La nomination de Mohamed Ennaceur comme vice-président de Nidaa Tounes est, pour le moins, malvenue, pour l’opposition, particulièrement celle réunie au sein du Front du salut national. De quelle crédibilité peut-elle se targuer dès lors que son candidat pour occuper le poste de chef de gouvernement a rapidement fait de rejoindre un de ses principaux parti ?
Premier à réagir, Mehdi Ben Gharbia, député de l’Alliance démocratique, a fustigé «l’absence de morale». «Au sein de l’Alliance Démocratique, nous croyons qu’il ne peut y avoir de politiques sans morale», a-t-il déclaré suite à cette nomination. Ben Gharbia a rappelé, aussi, que lors des pourparlers pour le choix d’un chef de Gouvernement, Mohamed Ennaceur lui avait confirmé qu’il n’avait pas de souhait de rejoindre un parti dans l’avenir. «L’Alliance s’est trompée tout en étant soulagée qu’il ne soit pas à la tête du gouvernement», a-t-il ajouté.
Pour rappel, Mohamed Ennaceur a été élu au poste de chef du Gouvernement par deux fois, lors des sessions du 1er novembre et du 14 décembre 2013, du Dialogue national. Il avait, alors, recueilli, respectivement, 14 et 11 voix des partis participant au Dialogue. A chaque fois, il lui fut opposé un veto de la part d’Ennahdha.

**Travail à faire**:
A) Dans l'article sur la nomination de Mohamed Ennaceur, recopiez mot pour mot tout ce qui va de « Pour rappel, Mohamed » jusqu'à « la part d’Ennahdha. ».
B) Poursuivez l'article sur la nomination de Mohamed Ennaceur à partir de l'endroit où il s'arrête.
Vous n'avez pas besoin des données.

**Données disponibles**:
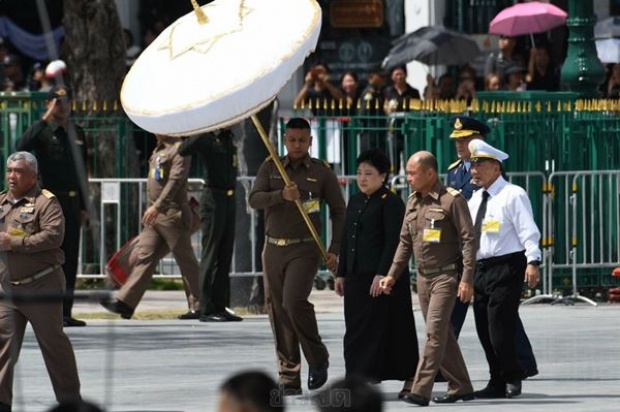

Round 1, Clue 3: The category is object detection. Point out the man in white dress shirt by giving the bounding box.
[469,140,541,398]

**Réponses fournies**:
A)
Pour rappel, Mohamed Ennaceur a été élu au poste de chef du Gouvernement par deux fois, lors des sessions du 1er novembre et du 14 décembre 2013, du Dialogue national. Il avait, alors, recueilli, respectivement, 14 et 11 voix des partis participant au Dialogue. A chaque fois, il lui fut opposé un veto de la part d’Ennahdha.

B)
«Au sujet du veto d’Ennahdha à mon encontre, je n’en connais pas les raisons, même si je dispose de quelques éléments de réponse, avait commenté Mohamed Ennaceur, dans une interview accordée, le 28 décembre 2013, au quotidien arabophone Al-Maghreb. Je me souviens que Zied Laâdhari (porte-parole d’Ennahdha, ndlr) avait déclaré, sur une chaîne de TV, que j’étais proche de Nidaa Tounes ce qui justifie, d’après lui le refus naturel de ma candidature. Mais j’ai affirmé, à plusieurs reprises, que je ne suis pas adhérent dans ce parti.»
N’ayant aucune aspiration partisane en novembre et décembre 2013, Mohamed Ennaceur justifie, désormais, cette adhésion à Nidaa Tounes par le rôle positif qu’a joué ce parti lors du Dialogue national, et les idées qu’il a défendues ayant mené la Tunisie vers l’adoption d’une Constitution progressiste garantissant les droits de l’Homme. «Je me tenais à équidistance de tous les partis avant d’intégrer Nidaa Tounes» a-t-il affirmé, dans une déclaration accordée à l’agence TAP, dimanche dernier.
«Hier j’étais indépendant, car je devais l’être, a-t-il défendu, hier, à l’issue de l’officialisation de son adhésion à Nidaa Tounes. Aujourd’hui, je ne peux rester les bras croisés et il a fallu que je choisisse un parti. J’ai vu que Nidaa Tounes est fondé sur des principes qui vont de pair avec les aspirations des Tunisiens et que ses membres sont généralement pour le consensus, la solidarité et l’unité.»
Du côté de Nidaa Tounes, Taïeb Baccouche, secrétaire général du parti, a précisé, hier, que cette adhésion était prévue depuis un certain moment, «mais pour certaines raisons, elle n’a pu avoir lieu».
Mohamed Ennaceur ne pouvait donc délaisser son statut d’indépendant en un si court laps de temps. Cette idée de rejoindre Nidaa Tounes devait, sûrement, trotter quelque part dans sa tête depuis un long moment. Elle ne pouvait être le fruit d’une réflexion spontanée. Son nouveau parti avait, pour sa part, toujours tenté de maintenir dans le flou, voir de démentir, les rumeurs affirmant une prochaine adhésion d’Ennaceur.
«Mohamed Ennaceur ne veut intégrer aucun parti, ni le mien ni un autre, avait soutenu, mardi 4 février 2014, Béji Caïd Essebsi, président de Nidaa Tounes, lors de l’émission «Chokran âala elhoudhour». Il me rend visite en tant qu’un ami.»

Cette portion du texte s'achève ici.